Task 1 -> Turn the rows, from the line containing "target: ceiling light fixture" through the line containing "14], [189, 17]]", into a numbered list with blank lines left out.

Supplied passage ->
++++++++++++++++++++
My partner put a book together for me using iPhoto a few weeks ago and it's awqesome! Dark leather cover, with a square "window" in the front that frames a pic on the first page. The colour and quality are really nice (given that your pics are of good quality too). 

Everyone who has seen it really liked it. 

Yes, it was a little pricey, but delivery was quick...and it's not as if you'll be making tons of these things. 

It would be a beautiful keep-sake of your pooch. 

Cheers.


----------



## chinglish (Jun 14, 2005)

*delivery time?*

i've read an average of 10 day turn around time to receive the books... is this common with everyone out there who has ordered iPhoto books - through regular shipping?

Anyone order via express shipping? is it EXPRESS at all?

i just ordered one this morning with express shipping because my coworker got his in 3 days, wondering if mine will be on time...
++++++++++++++++++++
Task 2 -> In the forum thread, how long did the coworker's iPhoto book take to arrive?

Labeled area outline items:
++++++++++++++++++++
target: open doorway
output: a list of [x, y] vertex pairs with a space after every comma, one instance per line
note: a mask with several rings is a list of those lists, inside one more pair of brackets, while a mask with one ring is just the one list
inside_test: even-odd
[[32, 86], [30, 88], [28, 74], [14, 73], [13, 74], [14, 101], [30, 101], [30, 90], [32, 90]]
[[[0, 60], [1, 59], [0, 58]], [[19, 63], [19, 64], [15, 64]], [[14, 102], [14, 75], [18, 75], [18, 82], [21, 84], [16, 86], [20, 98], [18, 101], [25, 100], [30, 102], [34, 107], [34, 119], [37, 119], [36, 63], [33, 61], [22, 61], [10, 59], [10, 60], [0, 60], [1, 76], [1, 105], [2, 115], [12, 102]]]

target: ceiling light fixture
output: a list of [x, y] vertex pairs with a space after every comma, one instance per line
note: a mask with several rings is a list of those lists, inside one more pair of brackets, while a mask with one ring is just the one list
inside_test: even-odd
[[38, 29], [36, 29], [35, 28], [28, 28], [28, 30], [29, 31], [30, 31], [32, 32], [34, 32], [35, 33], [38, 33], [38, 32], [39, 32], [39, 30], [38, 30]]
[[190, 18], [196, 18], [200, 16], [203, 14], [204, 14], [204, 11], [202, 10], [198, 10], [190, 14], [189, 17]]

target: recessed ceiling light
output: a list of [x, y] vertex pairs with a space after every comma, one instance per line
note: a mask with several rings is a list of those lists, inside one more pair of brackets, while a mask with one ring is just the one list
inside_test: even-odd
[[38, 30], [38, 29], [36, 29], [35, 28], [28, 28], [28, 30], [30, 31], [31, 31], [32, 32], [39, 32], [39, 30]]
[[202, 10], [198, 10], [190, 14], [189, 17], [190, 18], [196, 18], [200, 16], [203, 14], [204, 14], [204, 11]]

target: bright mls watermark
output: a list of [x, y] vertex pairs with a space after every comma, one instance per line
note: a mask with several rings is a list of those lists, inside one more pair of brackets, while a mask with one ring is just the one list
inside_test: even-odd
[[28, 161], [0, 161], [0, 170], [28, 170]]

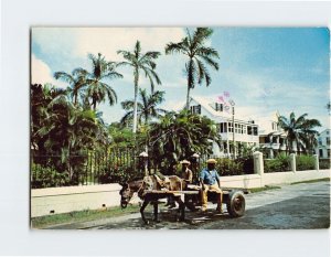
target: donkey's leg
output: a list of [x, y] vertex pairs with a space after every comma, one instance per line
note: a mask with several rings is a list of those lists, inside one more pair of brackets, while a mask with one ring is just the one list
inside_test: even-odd
[[175, 202], [178, 202], [178, 204], [179, 204], [178, 211], [180, 212], [180, 222], [183, 222], [183, 221], [185, 221], [185, 204], [181, 200], [181, 196], [177, 196], [174, 199], [175, 199]]
[[154, 222], [160, 222], [158, 218], [158, 214], [159, 214], [158, 205], [159, 205], [158, 200], [154, 199], [154, 201], [153, 201]]
[[140, 207], [141, 218], [142, 218], [142, 222], [143, 222], [145, 224], [148, 224], [148, 223], [149, 223], [149, 222], [146, 219], [145, 214], [143, 214], [143, 211], [145, 211], [146, 206], [149, 204], [149, 202], [150, 202], [150, 200], [149, 200], [148, 197], [146, 197], [145, 201], [143, 201], [143, 203], [142, 203], [142, 205], [141, 205], [141, 207]]

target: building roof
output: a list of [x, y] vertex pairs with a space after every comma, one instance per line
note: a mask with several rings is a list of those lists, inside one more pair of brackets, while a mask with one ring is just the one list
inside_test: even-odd
[[[231, 119], [232, 113], [227, 111], [216, 111], [212, 106], [216, 103], [216, 100], [206, 98], [206, 97], [197, 97], [197, 96], [191, 96], [191, 100], [196, 101], [201, 105], [211, 116], [213, 116], [216, 120], [224, 120], [224, 119]], [[238, 114], [235, 114], [235, 120], [237, 121], [244, 121], [248, 122], [248, 120], [245, 121], [243, 117], [241, 117]]]

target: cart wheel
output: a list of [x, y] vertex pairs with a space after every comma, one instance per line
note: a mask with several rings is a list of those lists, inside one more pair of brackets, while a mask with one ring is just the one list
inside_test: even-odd
[[241, 217], [245, 213], [245, 197], [239, 191], [229, 194], [229, 201], [226, 204], [227, 212], [232, 217]]

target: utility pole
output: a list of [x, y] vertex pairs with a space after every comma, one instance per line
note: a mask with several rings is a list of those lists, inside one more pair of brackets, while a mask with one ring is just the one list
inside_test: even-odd
[[235, 144], [235, 125], [234, 125], [234, 106], [235, 103], [233, 100], [229, 101], [231, 106], [232, 106], [232, 126], [233, 126], [233, 131], [232, 131], [232, 140], [233, 140], [233, 159], [236, 159], [236, 144]]

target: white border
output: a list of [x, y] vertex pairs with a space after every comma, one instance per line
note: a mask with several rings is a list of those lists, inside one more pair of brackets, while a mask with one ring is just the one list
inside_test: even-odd
[[3, 0], [1, 4], [1, 255], [330, 256], [330, 229], [190, 232], [29, 229], [30, 26], [329, 26], [330, 2]]

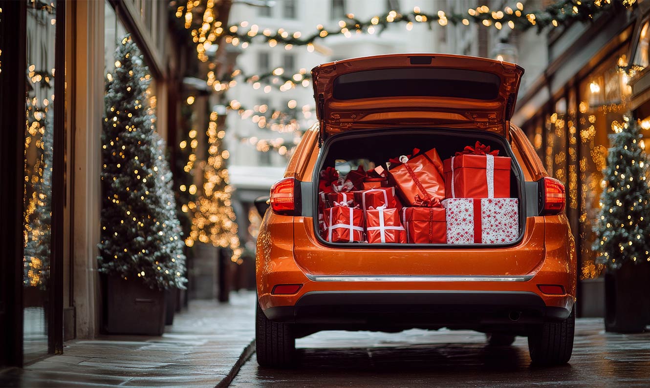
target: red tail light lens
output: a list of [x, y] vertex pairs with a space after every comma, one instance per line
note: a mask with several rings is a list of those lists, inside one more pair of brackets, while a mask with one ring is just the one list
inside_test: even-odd
[[538, 284], [540, 291], [547, 295], [564, 295], [564, 287], [558, 284]]
[[293, 178], [285, 178], [271, 188], [271, 210], [274, 213], [286, 215], [294, 213], [297, 208], [296, 184]]
[[566, 206], [564, 185], [554, 178], [545, 176], [540, 181], [540, 215], [560, 214]]
[[278, 284], [273, 287], [271, 293], [274, 295], [291, 295], [298, 292], [302, 284]]

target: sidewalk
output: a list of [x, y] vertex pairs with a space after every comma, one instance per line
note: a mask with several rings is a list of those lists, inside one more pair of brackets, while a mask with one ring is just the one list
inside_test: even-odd
[[63, 355], [0, 374], [0, 386], [214, 387], [252, 354], [254, 315], [253, 291], [194, 300], [162, 337], [70, 341]]

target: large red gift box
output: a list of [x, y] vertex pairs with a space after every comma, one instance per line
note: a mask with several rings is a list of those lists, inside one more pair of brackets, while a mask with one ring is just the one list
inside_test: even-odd
[[447, 210], [449, 244], [500, 244], [519, 237], [519, 200], [516, 198], [449, 198]]
[[444, 208], [404, 208], [402, 211], [410, 244], [447, 243]]
[[402, 204], [395, 197], [395, 188], [376, 188], [354, 192], [355, 203], [367, 210], [372, 206], [377, 208], [385, 205], [389, 208], [402, 208]]
[[445, 160], [445, 191], [449, 198], [508, 198], [510, 158], [497, 156], [478, 141]]
[[[394, 160], [391, 161], [394, 164]], [[443, 162], [435, 148], [412, 158], [403, 155], [399, 162], [396, 167], [391, 164], [389, 173], [405, 204], [433, 206], [445, 199]]]
[[363, 211], [346, 204], [334, 204], [325, 209], [326, 230], [323, 234], [330, 243], [363, 241]]
[[406, 243], [406, 231], [400, 222], [397, 209], [380, 206], [366, 212], [366, 237], [368, 242]]

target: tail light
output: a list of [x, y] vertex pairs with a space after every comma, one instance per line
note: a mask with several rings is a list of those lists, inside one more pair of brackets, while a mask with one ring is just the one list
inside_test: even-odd
[[271, 210], [276, 214], [297, 215], [300, 210], [300, 184], [293, 178], [278, 180], [271, 187]]
[[554, 215], [562, 213], [567, 202], [564, 185], [549, 176], [545, 176], [539, 182], [540, 215]]

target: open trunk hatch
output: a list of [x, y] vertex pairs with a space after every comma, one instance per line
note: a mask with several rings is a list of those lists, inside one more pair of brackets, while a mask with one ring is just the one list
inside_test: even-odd
[[478, 128], [505, 137], [523, 69], [482, 58], [398, 54], [330, 62], [311, 74], [321, 140], [392, 125]]

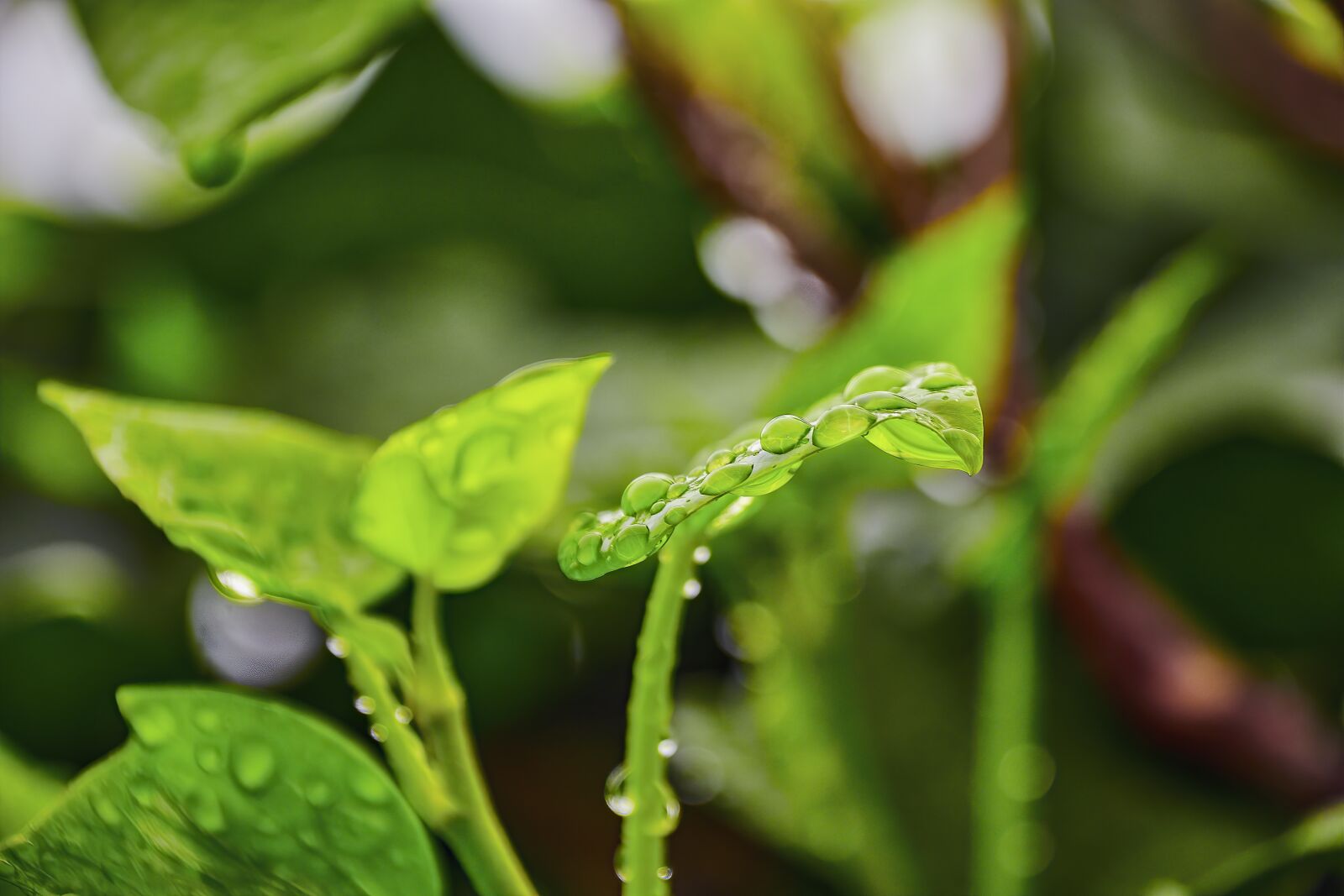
++++++++++++++++++++
Full answer 1 ->
1. target: ceiling light fixture
2. output: a list of [x, y] vertex pairs with a space after every comma, one instance per line
3. note: a mask with several rings is a list of those lists, inside one more pair of brackets, while a mask with one ring is just the one list
4. inside_test: even-odd
5. [[38, 29], [36, 29], [35, 28], [28, 28], [28, 30], [29, 31], [30, 31], [32, 32], [34, 32], [35, 33], [38, 33], [38, 32], [39, 32], [39, 30], [38, 30]]
6. [[190, 18], [196, 18], [200, 16], [203, 14], [204, 14], [204, 11], [202, 10], [198, 10], [190, 14], [189, 17]]

Full answer 2 -> 3 days.